Prompt => Write out the records below again, swapping "coordinates" for "position" everywhere and changing nothing else. Leave the pictures out.

Data section =>
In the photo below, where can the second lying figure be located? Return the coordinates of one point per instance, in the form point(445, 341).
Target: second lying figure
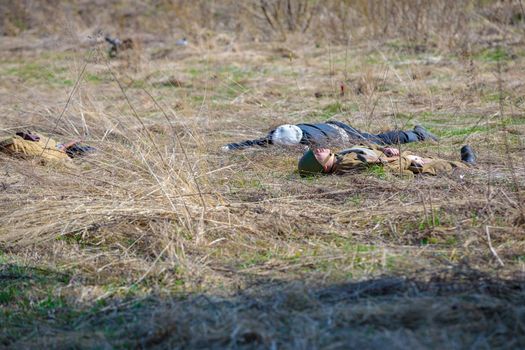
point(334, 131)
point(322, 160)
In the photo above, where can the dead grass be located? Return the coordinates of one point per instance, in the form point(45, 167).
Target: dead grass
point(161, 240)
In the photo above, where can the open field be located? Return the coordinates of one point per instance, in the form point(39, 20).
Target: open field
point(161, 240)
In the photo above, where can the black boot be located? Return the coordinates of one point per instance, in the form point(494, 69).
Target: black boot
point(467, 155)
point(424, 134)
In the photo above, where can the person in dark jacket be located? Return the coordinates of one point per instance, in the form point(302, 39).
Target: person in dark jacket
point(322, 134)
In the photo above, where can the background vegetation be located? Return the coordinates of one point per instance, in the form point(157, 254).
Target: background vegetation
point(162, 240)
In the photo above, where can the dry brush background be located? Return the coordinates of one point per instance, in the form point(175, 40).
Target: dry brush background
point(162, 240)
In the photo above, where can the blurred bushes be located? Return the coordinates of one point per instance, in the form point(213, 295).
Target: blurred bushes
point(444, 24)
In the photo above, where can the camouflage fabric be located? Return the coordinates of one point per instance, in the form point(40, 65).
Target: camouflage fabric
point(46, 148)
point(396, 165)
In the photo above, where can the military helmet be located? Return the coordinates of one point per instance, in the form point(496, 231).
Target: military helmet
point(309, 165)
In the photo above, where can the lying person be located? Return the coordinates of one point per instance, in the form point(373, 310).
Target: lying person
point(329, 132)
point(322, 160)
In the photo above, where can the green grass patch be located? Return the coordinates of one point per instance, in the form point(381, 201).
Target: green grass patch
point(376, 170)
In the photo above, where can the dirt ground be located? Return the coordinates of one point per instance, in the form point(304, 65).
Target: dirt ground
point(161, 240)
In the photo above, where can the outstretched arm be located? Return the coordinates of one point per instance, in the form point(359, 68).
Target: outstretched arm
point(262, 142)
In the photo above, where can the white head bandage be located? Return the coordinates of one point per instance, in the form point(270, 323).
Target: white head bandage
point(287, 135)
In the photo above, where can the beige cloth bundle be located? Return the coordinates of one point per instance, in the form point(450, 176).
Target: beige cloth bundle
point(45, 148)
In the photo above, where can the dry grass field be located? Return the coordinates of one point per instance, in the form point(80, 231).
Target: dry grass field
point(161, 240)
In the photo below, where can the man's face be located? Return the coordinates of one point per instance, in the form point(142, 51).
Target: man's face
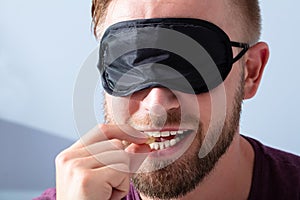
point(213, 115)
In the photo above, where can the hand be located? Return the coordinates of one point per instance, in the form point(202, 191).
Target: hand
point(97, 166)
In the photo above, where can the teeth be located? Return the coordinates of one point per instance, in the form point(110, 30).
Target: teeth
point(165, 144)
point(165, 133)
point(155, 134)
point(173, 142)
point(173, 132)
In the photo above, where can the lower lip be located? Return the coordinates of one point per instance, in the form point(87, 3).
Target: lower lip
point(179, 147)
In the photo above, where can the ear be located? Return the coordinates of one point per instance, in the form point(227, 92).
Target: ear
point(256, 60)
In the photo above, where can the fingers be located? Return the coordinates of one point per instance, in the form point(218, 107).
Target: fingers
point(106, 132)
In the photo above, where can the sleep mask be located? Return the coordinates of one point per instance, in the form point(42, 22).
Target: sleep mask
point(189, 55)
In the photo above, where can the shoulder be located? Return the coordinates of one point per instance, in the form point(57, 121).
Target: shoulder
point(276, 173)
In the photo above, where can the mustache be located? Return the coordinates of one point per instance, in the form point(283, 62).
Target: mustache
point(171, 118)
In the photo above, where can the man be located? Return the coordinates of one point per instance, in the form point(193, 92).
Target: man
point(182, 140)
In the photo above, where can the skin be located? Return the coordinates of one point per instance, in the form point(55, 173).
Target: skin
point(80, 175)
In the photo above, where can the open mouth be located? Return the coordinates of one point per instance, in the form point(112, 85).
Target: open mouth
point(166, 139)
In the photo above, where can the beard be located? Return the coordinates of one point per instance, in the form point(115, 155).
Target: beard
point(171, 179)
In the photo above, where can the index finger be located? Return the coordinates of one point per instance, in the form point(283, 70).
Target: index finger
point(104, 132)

Result =>
In the photo below, where can the second lying figure be located? Return the position of one point per instance, in the form point(445, 341).
Target: second lying figure
point(334, 131)
point(322, 160)
In the photo above, where can the dead grass be located? Return the position of one point per instance, in the form point(45, 167).
Target: dead grass
point(161, 240)
In the photo above, where can the open field be located? Return the position of one point per instance, in the form point(39, 20).
Target: open field
point(161, 240)
In the photo above, where can the black boot be located? Return the position of one point per instance, in the form point(494, 69).
Target: black boot
point(467, 155)
point(424, 134)
In the photo above, where can the person in dark jacket be located? Return the position of one point per instance, in the form point(302, 39).
Target: person in dark jacket
point(322, 134)
In the photo above, where can the background vegetation be located? Return the position of one point per instance, in the form point(157, 254).
Target: background vegetation
point(162, 240)
In the photo above, where can the dry brush background be located? Return the position of one point per instance, in the form point(175, 40).
Target: dry brush background
point(162, 240)
In the photo above, where can the blurred bushes be located? Return the position of one point per instance, in the form point(213, 295).
Target: blurred bushes
point(444, 24)
In the photo above, where can the camouflage fabric be located? Return the position of one point per instance, in the form point(40, 65).
Target: camouflage fabric
point(46, 148)
point(396, 165)
In the photo above, where can the military helmet be located? Return the position of one point per instance, in the form point(496, 231).
Target: military helmet
point(309, 165)
In the photo above, where can the lying person be located? Return the position of one point per instance, in the form point(373, 310).
Target: lying person
point(329, 132)
point(322, 160)
In the photo above, where can the green grass patch be located? Return the position of one point per instance, in the form point(381, 201).
Target: green grass patch
point(376, 170)
In the photo above, where can the dirt ground be located? Return the position of one point per instance, in the form point(304, 65).
Target: dirt ground
point(161, 240)
In the photo above, where can the outstretched arm be located? Return the position of one point per instance, in the form point(359, 68).
Target: outstretched arm
point(262, 142)
In the photo above, where can the white head bandage be located? Return the position of one point per instance, in the form point(270, 323).
Target: white head bandage
point(287, 135)
In the photo above, where can the beige cloth bundle be located? Return the position of one point per instance, in the form point(450, 176).
Target: beige cloth bundle
point(45, 148)
In the photo above, where can the dry grass field be located? Return the position of one point per instance, in the form point(80, 231).
Target: dry grass field
point(161, 240)
In the photo below, where can the man's face be located? Return the position of one point per instance, in the form point(142, 51).
Target: man's face
point(213, 115)
In the photo above, where can the hand be located? Return the position of one point per instance, in the form point(202, 191).
Target: hand
point(97, 166)
In the photo above, where can the teeth be located? Return the position of one point per instance, in the form point(110, 30).
Target: teeth
point(165, 144)
point(165, 133)
point(155, 134)
point(173, 142)
point(173, 132)
In the photo above, where can the lower lip be located? Return the position of one point per instance, in the form point(87, 3).
Target: lower lip
point(179, 147)
In the photo above, where can the ear be located? Return the position of one point per instance, in the form point(227, 92).
Target: ear
point(256, 60)
In the photo above, where can the fingers be located? Return the position of one point per instance, in the form point(218, 107).
Target: fingers
point(106, 132)
In the photo above, where can the sleep mask be located? Return the position of one point per instance, in the form point(42, 22).
Target: sleep mask
point(189, 55)
In the photo above, where can the shoulder be located? Return the position of one point per instance, in the form point(57, 121).
Target: shoulder
point(276, 173)
In the photo above, where can the mustache be located? Return the position of one point per instance, in the form point(283, 62).
Target: mustache
point(171, 118)
In the photo above, where can the man be located? Return the position of one point per instance, in the form point(193, 92).
Target: man
point(182, 140)
In the photo above, where can the skin be located? Return the position of one point per instance, in the form point(55, 173).
Target: skin
point(80, 175)
In the photo above, where can the open mouth be located? Return the position of one point per instance, in the form point(112, 85).
Target: open mouth
point(166, 139)
In the photo above, where can the beard be located? Return the position of one point per instance, in the form point(115, 155).
Target: beard
point(171, 179)
In the photo above, where can the index finger be located? Return the position of one point per instance, in the form point(283, 70).
Target: index finger
point(104, 132)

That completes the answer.